# DIRECTIONS FOR THIS TASK
Retype the rows below exactly, from the line containing "mouth in the photo above" up to and including the line containing "column 432, row 250".

# DATA IN THIS EXERCISE
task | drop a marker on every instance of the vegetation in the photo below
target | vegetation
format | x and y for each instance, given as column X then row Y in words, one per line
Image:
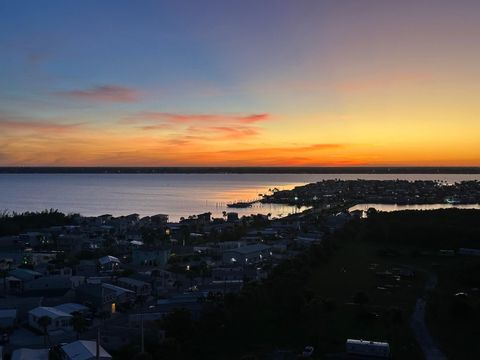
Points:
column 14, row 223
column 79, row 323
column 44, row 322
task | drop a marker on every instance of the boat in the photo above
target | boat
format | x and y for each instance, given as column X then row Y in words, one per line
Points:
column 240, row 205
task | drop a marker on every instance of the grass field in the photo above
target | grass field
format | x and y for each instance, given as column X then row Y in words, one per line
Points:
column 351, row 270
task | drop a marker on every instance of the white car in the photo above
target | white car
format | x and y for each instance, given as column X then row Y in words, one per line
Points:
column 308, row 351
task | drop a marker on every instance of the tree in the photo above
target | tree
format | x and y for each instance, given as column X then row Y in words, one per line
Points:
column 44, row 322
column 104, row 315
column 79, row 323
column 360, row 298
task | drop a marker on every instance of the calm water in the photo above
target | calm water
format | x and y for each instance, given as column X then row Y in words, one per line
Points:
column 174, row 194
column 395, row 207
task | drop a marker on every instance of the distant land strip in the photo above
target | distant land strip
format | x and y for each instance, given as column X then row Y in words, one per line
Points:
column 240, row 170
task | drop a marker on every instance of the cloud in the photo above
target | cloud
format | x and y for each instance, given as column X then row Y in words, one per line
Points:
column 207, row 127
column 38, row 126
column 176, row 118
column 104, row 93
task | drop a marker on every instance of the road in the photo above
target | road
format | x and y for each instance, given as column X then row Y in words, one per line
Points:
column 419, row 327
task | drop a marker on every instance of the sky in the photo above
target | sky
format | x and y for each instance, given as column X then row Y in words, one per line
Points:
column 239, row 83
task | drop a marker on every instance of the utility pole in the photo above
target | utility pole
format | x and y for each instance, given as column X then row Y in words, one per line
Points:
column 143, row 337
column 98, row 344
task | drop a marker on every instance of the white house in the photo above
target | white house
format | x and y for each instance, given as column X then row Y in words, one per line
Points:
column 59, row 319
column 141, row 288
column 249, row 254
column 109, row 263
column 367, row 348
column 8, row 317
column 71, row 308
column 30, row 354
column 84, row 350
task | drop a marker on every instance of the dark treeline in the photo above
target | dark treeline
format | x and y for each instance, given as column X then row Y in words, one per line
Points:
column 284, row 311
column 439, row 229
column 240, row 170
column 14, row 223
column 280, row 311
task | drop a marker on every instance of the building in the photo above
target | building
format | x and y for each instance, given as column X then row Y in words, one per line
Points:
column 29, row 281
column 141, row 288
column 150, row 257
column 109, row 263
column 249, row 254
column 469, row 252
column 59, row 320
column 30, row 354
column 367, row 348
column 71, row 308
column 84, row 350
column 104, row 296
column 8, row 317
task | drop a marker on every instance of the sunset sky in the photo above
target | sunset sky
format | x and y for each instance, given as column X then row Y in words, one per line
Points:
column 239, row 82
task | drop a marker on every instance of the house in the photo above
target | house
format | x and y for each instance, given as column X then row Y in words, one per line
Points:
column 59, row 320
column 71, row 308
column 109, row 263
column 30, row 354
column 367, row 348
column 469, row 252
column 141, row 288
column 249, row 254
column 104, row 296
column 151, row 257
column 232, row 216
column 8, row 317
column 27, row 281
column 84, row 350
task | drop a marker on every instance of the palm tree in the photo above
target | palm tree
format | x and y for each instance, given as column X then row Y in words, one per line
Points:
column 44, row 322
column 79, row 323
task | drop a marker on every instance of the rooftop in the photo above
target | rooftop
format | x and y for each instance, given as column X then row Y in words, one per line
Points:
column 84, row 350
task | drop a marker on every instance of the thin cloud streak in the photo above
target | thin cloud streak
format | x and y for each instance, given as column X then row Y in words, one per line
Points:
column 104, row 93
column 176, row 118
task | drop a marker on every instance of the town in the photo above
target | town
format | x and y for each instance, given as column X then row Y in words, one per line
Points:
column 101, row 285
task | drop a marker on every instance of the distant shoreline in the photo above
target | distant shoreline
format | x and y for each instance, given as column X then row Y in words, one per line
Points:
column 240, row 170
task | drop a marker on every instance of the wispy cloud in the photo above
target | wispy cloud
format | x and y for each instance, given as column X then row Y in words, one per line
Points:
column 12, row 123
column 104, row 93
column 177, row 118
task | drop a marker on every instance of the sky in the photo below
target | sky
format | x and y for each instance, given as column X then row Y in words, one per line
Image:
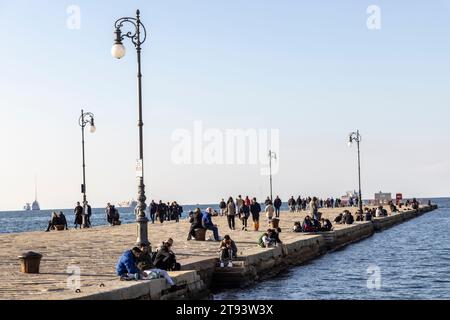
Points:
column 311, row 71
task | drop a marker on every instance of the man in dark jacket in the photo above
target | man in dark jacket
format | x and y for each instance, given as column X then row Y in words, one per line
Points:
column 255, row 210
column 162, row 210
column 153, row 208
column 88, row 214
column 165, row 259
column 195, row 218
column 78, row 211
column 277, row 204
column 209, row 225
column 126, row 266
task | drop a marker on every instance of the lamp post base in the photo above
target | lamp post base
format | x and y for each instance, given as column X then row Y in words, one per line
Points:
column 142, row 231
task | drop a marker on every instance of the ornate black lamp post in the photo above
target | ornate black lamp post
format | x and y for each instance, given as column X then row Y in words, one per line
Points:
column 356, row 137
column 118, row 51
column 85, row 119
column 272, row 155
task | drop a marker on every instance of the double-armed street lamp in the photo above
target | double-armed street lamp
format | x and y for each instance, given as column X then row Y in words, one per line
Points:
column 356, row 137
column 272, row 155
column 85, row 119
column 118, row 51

---

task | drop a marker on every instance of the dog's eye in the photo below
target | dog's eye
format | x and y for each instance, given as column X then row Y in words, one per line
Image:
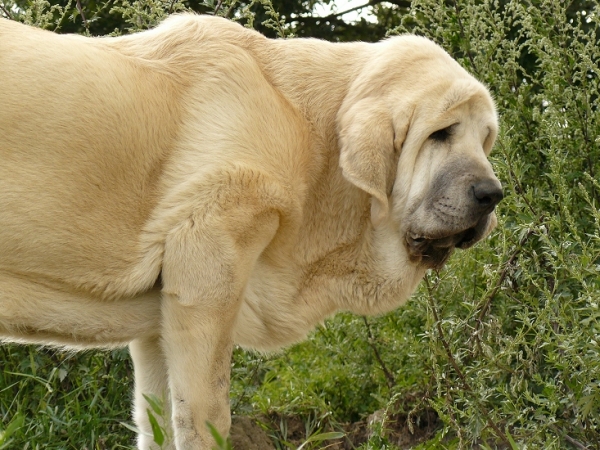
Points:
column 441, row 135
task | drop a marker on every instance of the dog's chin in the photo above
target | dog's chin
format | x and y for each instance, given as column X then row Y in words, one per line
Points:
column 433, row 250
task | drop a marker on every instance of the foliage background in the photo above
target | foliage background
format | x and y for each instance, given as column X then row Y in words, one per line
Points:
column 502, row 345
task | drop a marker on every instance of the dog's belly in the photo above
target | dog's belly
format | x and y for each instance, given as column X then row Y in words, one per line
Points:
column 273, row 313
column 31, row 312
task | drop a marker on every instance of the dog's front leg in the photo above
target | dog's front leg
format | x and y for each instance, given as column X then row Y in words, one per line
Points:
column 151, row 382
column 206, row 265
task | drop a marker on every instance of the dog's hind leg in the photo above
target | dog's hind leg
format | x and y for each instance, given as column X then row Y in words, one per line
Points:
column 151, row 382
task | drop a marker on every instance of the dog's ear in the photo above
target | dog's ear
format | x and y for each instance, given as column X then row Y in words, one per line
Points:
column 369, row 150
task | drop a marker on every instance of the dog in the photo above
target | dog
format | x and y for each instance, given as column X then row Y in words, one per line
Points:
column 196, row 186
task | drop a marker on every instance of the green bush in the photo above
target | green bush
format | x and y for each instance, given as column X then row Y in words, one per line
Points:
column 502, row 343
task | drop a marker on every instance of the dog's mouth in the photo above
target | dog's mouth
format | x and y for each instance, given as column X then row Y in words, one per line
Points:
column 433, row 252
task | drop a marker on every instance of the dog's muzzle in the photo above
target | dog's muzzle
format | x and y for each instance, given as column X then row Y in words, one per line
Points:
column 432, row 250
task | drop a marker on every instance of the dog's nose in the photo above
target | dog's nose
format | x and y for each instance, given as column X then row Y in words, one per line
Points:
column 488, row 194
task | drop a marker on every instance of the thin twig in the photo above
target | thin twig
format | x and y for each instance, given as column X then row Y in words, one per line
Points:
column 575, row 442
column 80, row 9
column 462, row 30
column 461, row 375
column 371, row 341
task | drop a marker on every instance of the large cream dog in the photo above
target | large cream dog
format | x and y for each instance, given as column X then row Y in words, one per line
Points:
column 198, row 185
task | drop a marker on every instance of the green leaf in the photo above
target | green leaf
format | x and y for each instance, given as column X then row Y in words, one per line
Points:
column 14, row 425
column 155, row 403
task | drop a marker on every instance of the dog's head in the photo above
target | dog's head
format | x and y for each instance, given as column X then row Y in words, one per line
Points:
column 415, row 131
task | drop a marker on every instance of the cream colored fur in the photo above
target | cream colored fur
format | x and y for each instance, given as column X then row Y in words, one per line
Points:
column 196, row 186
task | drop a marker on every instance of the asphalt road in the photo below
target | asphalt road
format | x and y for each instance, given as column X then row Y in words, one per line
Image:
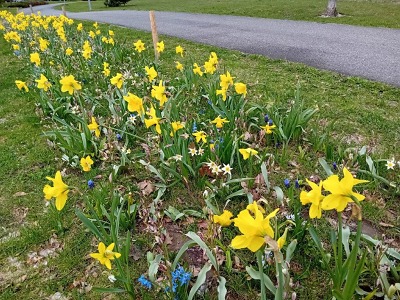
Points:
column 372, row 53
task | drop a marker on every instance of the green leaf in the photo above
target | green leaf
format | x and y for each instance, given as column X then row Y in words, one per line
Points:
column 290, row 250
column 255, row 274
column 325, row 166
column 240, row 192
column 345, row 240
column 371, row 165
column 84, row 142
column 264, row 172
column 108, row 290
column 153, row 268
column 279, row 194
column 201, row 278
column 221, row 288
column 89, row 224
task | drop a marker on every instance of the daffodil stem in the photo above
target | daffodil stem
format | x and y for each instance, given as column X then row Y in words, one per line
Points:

# RESULT OF THIS EXERCISE
task | drop a marker on every instance of the dog's mouth in the photo above
target | dog's mouth
format | x and y for each instance, given as column X then row Y in words, one per line
Points:
column 433, row 252
task | drop a marker on every instance of the dog's muzzle in the photo above
target | dog's muzzle
format | x and y for each instance, given as column X then row Y in words, one per line
Points:
column 432, row 250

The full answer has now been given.